◆ **ROWS**:
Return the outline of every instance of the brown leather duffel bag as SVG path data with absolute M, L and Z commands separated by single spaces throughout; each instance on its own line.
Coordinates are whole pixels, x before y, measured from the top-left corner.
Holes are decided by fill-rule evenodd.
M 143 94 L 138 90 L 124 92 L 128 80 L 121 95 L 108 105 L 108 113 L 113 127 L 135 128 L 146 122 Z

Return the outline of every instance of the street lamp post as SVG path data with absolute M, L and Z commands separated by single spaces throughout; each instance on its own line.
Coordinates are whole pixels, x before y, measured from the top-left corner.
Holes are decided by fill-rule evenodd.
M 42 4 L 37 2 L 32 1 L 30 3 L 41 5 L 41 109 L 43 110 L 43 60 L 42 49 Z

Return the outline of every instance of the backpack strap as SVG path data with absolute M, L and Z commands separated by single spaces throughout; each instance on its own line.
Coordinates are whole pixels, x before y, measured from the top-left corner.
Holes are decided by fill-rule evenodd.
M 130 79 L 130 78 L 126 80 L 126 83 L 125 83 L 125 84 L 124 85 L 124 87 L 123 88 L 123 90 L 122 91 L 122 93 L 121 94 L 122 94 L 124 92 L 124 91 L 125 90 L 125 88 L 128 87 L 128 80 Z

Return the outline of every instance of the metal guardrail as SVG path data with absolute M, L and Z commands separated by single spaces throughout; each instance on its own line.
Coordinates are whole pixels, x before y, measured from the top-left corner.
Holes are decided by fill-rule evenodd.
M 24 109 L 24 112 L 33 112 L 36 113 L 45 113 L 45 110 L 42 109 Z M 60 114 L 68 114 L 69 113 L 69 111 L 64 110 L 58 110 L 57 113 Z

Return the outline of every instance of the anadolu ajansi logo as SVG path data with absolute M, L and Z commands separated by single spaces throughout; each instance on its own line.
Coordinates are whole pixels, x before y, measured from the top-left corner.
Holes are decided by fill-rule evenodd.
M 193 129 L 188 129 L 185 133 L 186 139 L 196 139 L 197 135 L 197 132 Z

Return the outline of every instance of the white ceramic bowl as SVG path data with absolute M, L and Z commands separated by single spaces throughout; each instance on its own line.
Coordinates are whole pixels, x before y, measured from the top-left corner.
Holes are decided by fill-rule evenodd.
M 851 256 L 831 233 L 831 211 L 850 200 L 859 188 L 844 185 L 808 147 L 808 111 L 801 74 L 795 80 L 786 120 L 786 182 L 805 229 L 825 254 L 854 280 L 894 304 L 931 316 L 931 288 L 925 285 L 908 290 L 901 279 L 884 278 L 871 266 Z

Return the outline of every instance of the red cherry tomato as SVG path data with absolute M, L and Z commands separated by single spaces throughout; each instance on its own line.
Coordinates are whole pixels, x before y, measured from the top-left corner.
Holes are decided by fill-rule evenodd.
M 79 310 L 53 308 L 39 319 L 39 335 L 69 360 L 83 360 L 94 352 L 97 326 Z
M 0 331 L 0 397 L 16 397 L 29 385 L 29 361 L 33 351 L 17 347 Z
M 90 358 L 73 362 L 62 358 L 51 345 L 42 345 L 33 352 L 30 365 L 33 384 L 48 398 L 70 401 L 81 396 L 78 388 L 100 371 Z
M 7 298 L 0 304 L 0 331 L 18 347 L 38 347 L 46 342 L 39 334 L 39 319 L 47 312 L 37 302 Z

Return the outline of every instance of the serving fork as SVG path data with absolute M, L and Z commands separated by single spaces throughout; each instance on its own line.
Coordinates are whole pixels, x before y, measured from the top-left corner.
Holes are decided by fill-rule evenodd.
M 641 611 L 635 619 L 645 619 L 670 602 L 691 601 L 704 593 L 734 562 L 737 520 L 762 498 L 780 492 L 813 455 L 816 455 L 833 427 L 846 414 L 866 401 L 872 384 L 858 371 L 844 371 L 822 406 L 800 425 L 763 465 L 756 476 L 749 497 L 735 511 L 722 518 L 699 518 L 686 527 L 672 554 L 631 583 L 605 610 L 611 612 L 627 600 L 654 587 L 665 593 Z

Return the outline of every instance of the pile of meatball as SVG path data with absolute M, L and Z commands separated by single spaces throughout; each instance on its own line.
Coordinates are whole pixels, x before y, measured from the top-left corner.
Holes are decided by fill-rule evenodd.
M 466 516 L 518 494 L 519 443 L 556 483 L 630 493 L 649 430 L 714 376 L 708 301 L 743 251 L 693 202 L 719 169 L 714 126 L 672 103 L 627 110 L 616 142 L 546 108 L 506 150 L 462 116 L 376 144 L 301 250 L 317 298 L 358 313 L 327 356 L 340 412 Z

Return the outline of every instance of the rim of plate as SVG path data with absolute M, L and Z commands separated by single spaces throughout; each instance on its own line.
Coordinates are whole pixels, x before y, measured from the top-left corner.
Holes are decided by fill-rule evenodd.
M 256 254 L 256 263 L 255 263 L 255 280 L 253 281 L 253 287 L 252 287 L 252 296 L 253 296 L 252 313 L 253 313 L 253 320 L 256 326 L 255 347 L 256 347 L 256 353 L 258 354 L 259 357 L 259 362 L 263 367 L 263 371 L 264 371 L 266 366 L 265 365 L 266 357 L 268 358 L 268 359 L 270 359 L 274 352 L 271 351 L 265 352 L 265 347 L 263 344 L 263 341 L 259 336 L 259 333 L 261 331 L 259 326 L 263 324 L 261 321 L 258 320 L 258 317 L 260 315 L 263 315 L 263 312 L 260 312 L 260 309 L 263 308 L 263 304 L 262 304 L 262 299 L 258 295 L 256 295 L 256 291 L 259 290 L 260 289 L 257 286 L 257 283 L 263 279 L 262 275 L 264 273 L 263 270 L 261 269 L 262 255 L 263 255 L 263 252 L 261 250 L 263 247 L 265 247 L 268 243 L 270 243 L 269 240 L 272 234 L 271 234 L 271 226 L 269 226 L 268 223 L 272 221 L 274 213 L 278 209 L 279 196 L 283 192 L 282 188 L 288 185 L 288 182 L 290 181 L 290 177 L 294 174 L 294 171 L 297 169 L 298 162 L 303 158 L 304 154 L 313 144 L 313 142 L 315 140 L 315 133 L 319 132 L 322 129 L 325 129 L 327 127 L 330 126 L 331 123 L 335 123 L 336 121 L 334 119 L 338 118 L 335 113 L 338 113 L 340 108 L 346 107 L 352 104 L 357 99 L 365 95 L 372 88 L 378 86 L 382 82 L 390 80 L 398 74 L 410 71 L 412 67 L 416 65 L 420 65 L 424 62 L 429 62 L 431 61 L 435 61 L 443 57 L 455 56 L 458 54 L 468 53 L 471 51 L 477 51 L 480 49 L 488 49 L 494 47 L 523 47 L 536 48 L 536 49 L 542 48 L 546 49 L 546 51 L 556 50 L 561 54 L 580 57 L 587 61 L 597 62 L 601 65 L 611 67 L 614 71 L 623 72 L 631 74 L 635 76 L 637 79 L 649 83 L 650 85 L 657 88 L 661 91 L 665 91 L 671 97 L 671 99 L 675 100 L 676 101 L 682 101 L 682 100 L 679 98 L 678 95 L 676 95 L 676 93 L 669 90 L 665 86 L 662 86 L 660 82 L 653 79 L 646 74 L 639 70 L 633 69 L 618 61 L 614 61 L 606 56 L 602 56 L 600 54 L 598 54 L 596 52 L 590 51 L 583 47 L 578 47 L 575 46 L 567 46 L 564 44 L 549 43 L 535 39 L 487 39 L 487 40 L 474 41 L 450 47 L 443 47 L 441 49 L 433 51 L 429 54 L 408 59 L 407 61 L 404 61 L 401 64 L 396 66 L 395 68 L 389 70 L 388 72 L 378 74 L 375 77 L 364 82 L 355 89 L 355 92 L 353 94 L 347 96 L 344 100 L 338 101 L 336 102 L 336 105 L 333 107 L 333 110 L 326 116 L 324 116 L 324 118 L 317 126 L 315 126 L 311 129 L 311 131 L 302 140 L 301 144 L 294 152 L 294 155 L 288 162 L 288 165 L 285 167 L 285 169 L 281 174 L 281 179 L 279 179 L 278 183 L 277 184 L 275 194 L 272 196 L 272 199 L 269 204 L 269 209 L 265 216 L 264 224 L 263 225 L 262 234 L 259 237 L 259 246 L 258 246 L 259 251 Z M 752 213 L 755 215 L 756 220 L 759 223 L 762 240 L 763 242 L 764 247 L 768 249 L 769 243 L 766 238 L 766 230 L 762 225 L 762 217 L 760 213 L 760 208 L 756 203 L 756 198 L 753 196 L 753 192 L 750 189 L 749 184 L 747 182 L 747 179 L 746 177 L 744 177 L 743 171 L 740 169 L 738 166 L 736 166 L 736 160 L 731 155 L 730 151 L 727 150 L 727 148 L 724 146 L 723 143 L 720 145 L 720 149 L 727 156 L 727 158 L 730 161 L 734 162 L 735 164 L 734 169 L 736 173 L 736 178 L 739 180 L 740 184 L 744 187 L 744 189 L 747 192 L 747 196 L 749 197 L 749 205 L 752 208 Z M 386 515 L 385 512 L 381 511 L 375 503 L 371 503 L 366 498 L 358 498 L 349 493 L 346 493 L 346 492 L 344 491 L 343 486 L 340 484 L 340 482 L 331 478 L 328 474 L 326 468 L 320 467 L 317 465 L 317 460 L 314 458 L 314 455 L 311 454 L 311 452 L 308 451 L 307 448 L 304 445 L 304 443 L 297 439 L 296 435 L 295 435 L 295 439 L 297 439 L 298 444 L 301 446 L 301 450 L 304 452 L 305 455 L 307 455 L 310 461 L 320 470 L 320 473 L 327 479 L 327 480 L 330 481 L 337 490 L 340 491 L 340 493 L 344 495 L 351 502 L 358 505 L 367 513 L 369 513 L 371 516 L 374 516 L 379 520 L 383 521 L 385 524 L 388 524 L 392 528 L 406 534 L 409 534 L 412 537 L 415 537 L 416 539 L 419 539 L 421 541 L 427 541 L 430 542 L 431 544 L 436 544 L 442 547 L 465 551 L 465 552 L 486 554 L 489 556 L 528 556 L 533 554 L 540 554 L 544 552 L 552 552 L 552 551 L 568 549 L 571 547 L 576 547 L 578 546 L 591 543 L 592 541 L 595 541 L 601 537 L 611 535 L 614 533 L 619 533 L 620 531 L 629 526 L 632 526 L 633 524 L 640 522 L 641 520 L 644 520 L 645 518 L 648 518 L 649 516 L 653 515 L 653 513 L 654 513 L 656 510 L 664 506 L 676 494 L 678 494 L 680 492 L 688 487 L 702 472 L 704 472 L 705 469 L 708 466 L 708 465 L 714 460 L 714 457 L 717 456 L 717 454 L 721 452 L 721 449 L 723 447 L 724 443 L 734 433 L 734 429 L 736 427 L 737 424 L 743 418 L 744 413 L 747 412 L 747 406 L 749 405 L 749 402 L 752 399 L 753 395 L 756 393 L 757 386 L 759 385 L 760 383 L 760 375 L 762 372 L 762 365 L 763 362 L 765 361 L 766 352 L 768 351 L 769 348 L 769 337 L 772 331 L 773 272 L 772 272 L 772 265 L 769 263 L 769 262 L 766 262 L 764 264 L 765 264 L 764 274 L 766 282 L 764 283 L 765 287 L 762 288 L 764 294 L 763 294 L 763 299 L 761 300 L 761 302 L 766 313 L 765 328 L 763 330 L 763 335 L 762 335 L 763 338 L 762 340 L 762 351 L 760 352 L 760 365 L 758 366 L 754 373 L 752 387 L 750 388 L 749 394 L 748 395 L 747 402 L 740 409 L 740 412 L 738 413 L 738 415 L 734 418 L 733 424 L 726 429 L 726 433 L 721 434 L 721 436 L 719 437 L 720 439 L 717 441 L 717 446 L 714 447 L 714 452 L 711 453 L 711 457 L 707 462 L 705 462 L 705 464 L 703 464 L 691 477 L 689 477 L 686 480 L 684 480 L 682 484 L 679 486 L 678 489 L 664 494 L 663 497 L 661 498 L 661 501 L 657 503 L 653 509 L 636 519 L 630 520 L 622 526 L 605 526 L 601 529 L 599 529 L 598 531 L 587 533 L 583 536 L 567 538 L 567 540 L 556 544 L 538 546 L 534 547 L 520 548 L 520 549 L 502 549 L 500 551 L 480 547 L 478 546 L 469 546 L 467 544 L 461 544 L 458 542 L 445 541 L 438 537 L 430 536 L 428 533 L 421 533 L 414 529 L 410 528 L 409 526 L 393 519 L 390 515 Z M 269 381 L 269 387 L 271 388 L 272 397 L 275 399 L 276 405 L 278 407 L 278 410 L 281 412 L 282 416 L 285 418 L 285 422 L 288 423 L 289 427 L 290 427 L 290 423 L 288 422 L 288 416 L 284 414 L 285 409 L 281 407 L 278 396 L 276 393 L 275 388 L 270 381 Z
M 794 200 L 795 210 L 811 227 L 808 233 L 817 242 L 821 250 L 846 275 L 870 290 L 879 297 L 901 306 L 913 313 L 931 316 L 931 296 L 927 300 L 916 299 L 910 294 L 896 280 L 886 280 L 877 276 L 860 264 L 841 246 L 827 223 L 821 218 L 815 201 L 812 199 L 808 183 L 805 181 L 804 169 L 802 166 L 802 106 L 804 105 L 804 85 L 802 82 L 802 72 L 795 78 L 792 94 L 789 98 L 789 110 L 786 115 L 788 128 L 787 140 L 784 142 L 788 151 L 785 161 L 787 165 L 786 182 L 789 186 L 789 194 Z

◆ **WHAT IS BEING ASKED**: Reproduce the entries word for word, from the line containing "Return the outline of every instance of the anadolu" through the line containing "M 193 129 L", with both of those lines included.

◆ **ANSWER TO THE PROBLEM**:
Return the outline of every instance of the anadolu ajansi logo as SVG path data with absolute M, L and Z commands separated by single spaces throughout; each instance on its own line.
Coordinates are whole pixels, x before y, measured from the top-left corner.
Holes are decided by fill-rule evenodd.
M 193 129 L 188 129 L 185 133 L 186 139 L 196 139 L 197 135 L 197 132 Z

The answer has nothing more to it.